Exercise prompt =
List all lines of the data that include the string "below".

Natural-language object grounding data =
----

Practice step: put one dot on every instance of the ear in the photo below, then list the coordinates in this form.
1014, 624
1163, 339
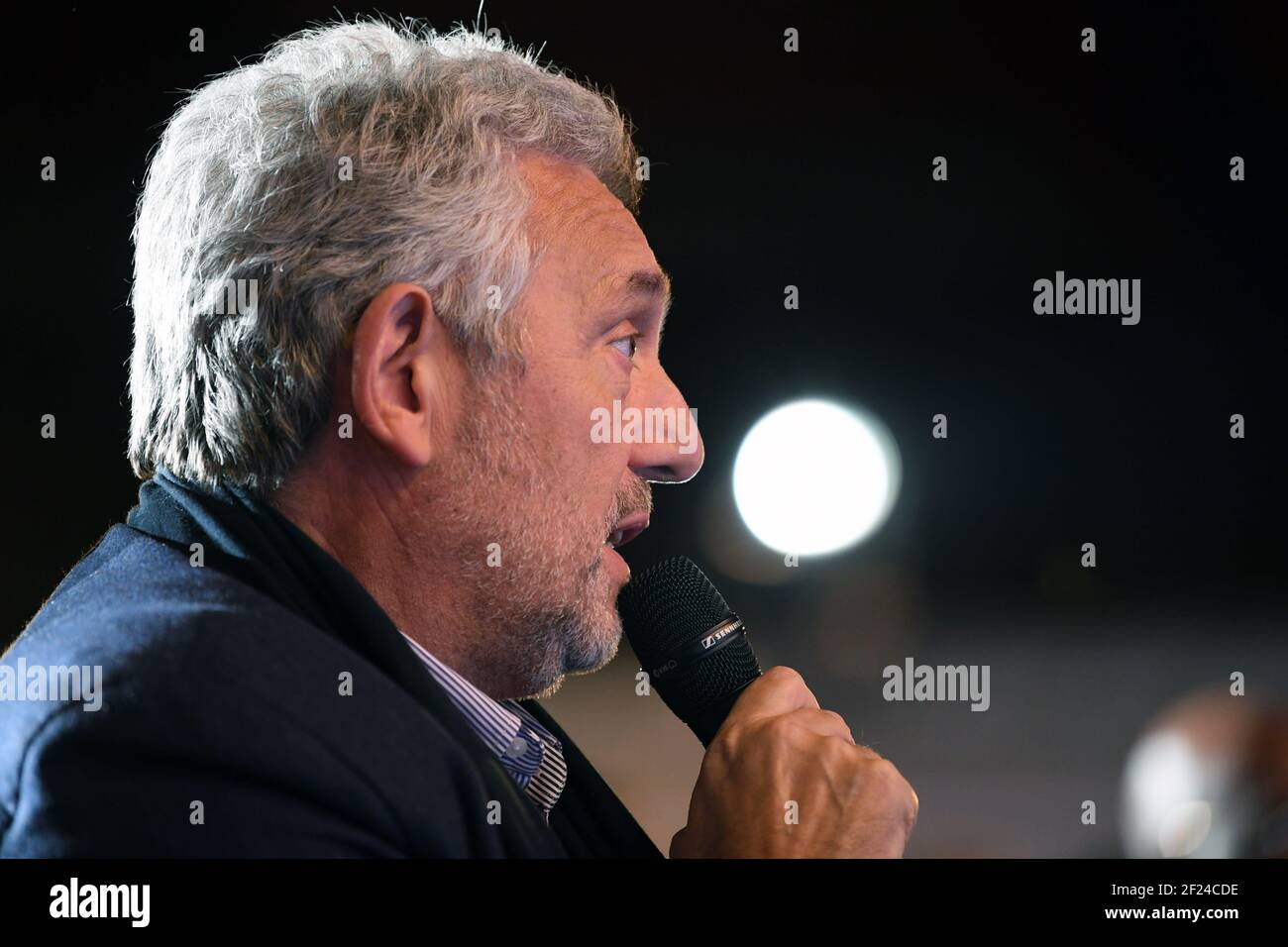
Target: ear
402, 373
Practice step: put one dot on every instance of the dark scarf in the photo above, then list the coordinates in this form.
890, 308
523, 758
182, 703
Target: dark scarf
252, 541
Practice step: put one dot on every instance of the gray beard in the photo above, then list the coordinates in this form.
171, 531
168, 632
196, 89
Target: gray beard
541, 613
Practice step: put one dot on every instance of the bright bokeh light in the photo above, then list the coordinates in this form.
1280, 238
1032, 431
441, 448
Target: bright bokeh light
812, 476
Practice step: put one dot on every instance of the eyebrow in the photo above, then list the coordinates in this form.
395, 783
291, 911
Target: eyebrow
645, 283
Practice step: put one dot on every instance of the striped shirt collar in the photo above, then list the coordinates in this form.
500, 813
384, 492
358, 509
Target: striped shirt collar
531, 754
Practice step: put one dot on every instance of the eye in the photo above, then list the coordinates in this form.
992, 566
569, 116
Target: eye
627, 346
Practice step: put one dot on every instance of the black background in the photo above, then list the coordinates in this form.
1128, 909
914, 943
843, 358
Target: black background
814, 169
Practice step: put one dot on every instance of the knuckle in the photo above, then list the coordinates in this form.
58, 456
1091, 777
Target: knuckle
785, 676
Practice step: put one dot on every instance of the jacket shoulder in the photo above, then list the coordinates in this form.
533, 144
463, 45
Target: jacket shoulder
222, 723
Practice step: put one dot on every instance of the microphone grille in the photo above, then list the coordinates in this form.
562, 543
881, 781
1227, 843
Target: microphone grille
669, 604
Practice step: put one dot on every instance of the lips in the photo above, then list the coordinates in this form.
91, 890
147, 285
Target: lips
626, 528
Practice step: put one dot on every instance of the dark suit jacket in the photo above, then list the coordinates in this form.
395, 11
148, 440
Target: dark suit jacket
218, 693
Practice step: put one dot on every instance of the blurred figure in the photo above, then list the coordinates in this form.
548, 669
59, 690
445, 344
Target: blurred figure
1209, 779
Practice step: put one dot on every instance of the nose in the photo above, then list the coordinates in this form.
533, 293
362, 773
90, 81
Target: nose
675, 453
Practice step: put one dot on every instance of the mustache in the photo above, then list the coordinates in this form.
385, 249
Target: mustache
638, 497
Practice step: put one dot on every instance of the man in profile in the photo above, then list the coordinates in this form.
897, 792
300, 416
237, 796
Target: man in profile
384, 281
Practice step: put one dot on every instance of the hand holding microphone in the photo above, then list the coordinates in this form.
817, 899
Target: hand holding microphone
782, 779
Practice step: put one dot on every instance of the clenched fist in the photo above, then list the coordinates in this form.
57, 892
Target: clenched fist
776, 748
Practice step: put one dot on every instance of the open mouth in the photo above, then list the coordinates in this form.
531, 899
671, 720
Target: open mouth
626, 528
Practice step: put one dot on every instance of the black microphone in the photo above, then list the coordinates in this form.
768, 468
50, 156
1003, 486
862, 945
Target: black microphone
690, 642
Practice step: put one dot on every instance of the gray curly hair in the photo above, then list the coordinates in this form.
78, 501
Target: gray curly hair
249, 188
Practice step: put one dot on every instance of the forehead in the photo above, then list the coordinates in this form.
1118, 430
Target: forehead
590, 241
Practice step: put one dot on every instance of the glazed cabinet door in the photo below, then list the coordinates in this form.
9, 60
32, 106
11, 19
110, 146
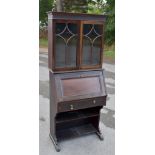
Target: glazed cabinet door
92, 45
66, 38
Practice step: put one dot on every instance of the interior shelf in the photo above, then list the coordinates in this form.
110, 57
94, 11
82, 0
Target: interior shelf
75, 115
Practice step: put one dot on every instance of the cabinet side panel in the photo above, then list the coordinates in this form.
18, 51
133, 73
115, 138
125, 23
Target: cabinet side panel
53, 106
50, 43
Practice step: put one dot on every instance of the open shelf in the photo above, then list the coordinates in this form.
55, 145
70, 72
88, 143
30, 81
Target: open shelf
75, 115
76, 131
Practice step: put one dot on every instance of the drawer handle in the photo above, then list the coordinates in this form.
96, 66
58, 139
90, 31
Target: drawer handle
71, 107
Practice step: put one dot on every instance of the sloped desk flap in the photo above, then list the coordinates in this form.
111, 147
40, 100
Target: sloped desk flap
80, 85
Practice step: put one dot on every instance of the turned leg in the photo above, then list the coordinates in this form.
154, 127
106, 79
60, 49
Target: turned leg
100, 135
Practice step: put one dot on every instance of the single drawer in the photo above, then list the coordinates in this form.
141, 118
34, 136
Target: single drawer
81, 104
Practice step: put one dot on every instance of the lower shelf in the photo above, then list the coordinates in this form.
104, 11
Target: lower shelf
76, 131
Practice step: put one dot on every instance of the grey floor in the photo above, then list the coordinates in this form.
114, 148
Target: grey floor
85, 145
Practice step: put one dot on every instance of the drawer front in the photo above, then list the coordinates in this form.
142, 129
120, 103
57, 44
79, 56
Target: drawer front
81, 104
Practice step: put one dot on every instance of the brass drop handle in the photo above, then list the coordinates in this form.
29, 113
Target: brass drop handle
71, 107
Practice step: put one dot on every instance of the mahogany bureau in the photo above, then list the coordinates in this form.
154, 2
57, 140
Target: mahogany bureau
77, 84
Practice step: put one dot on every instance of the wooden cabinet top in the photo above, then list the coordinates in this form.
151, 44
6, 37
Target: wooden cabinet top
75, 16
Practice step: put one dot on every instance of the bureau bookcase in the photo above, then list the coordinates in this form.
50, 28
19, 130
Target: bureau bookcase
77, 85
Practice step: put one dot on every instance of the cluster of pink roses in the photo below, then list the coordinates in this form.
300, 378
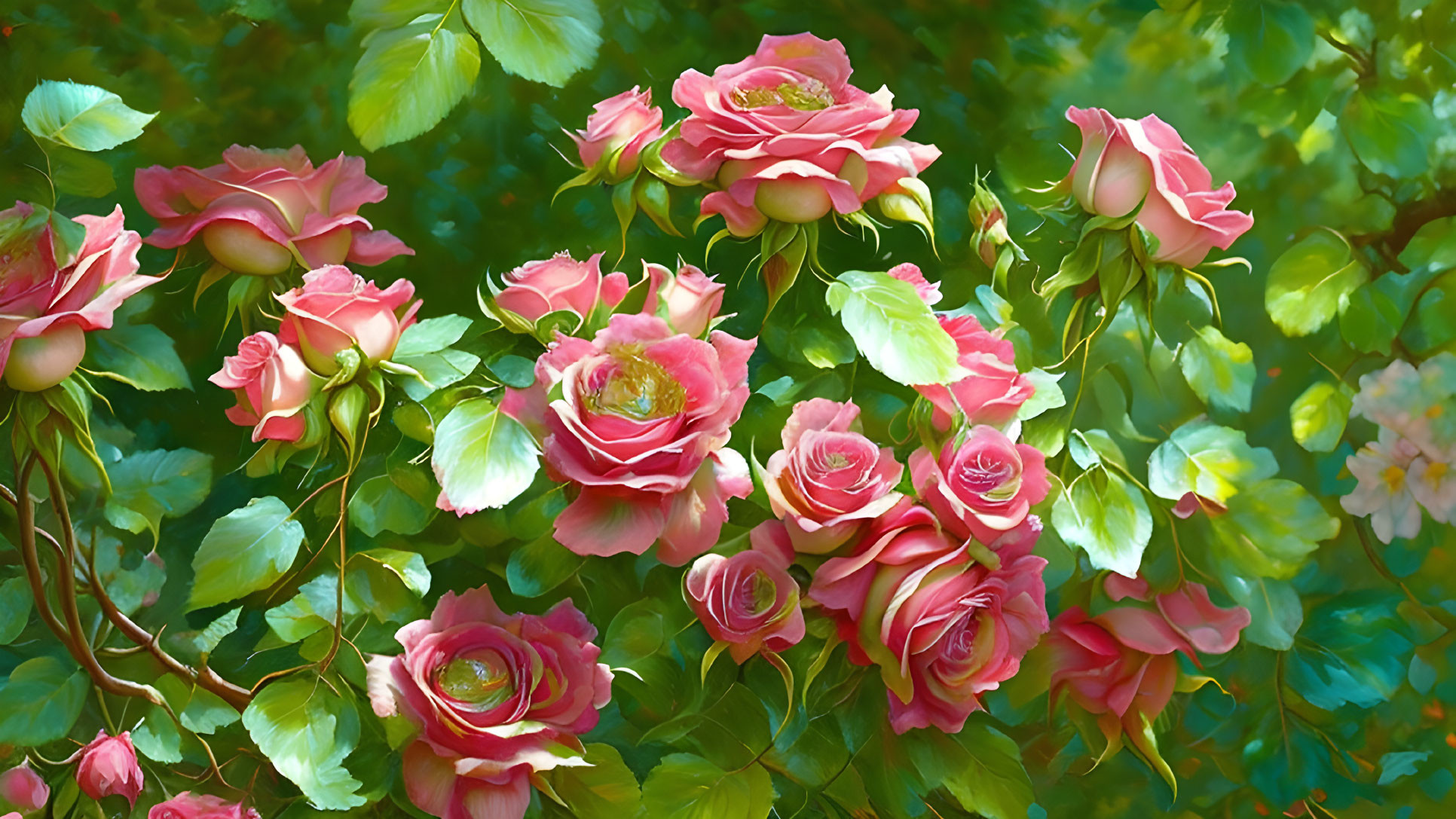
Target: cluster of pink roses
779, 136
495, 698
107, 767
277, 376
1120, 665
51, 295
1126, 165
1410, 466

----

Solution to this problem =
Practice step: put one dot on every instance of the ear in the photo below, then list the coordinates in this form.
Practice step: put one dot on every instance of the glazed cabinet door in the photo below, then list the coordinates in this form.
Practice step: put one dot on every instance of the cluster of pink roses in the photo below, then list the coordinates in this form.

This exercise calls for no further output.